Data »
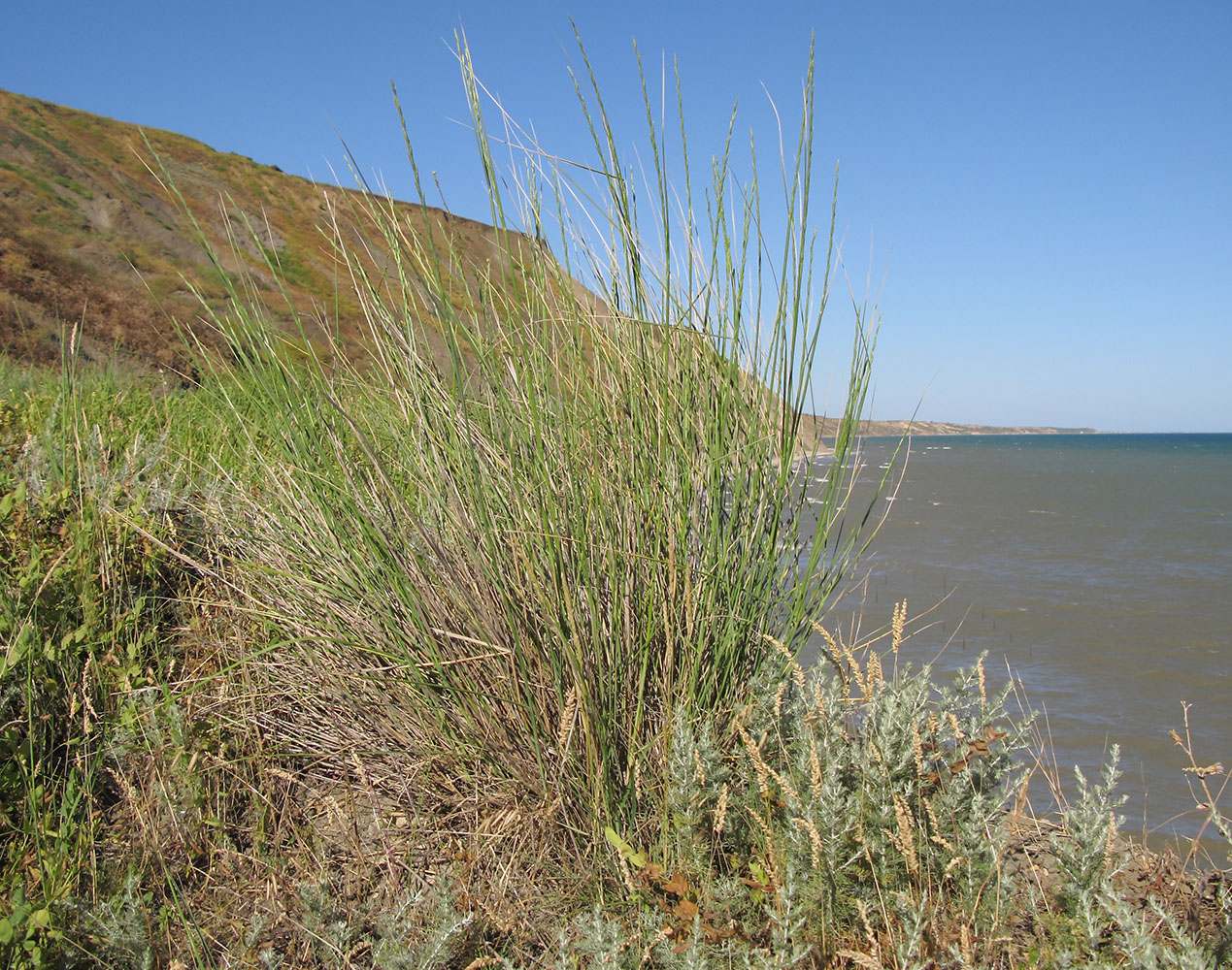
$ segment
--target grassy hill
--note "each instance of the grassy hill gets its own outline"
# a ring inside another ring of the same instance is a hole
[[[0,351],[57,363],[62,335],[80,325],[84,359],[182,371],[172,321],[219,345],[201,326],[202,300],[225,314],[246,278],[294,340],[324,346],[331,335],[359,356],[362,309],[338,244],[363,272],[379,278],[391,270],[368,201],[180,134],[0,91]],[[478,277],[513,292],[529,260],[549,259],[516,233],[431,207],[389,206],[404,231],[431,233],[460,257],[446,272],[463,315],[476,315]],[[432,324],[424,339],[446,362]]]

Set problem » Copy the lines above verbatim, character for character, omitting the picture.

Expected answer »
$ segment
--target grassy hill
--note "each instance of the grassy hill gets its own outline"
# a ring inside another ring of the same instance is a hole
[[[0,351],[57,363],[62,335],[80,325],[84,359],[182,371],[172,321],[219,345],[201,326],[202,300],[225,314],[246,278],[294,340],[324,346],[331,335],[359,356],[362,309],[338,244],[363,272],[379,278],[391,270],[368,201],[180,134],[0,91]],[[478,277],[513,292],[529,260],[549,259],[516,233],[431,207],[389,206],[404,231],[431,233],[460,257],[446,272],[463,315],[476,315]],[[432,324],[424,339],[446,362]]]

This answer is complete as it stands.